Prompt: Echo each of the following entries line for line, leaving the pictures out of your answer.

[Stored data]
● ● ●

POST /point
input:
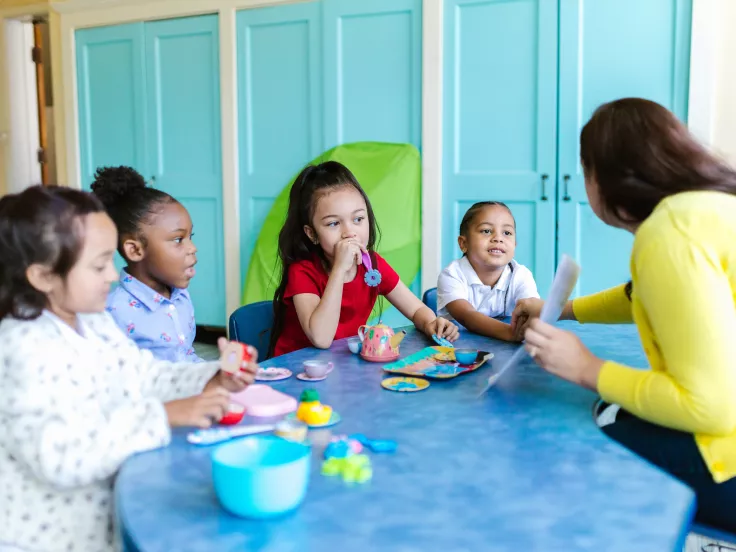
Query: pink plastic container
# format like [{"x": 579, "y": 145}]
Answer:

● ● ●

Completed task:
POST /point
input:
Query: pink plastic container
# format like [{"x": 579, "y": 145}]
Answer:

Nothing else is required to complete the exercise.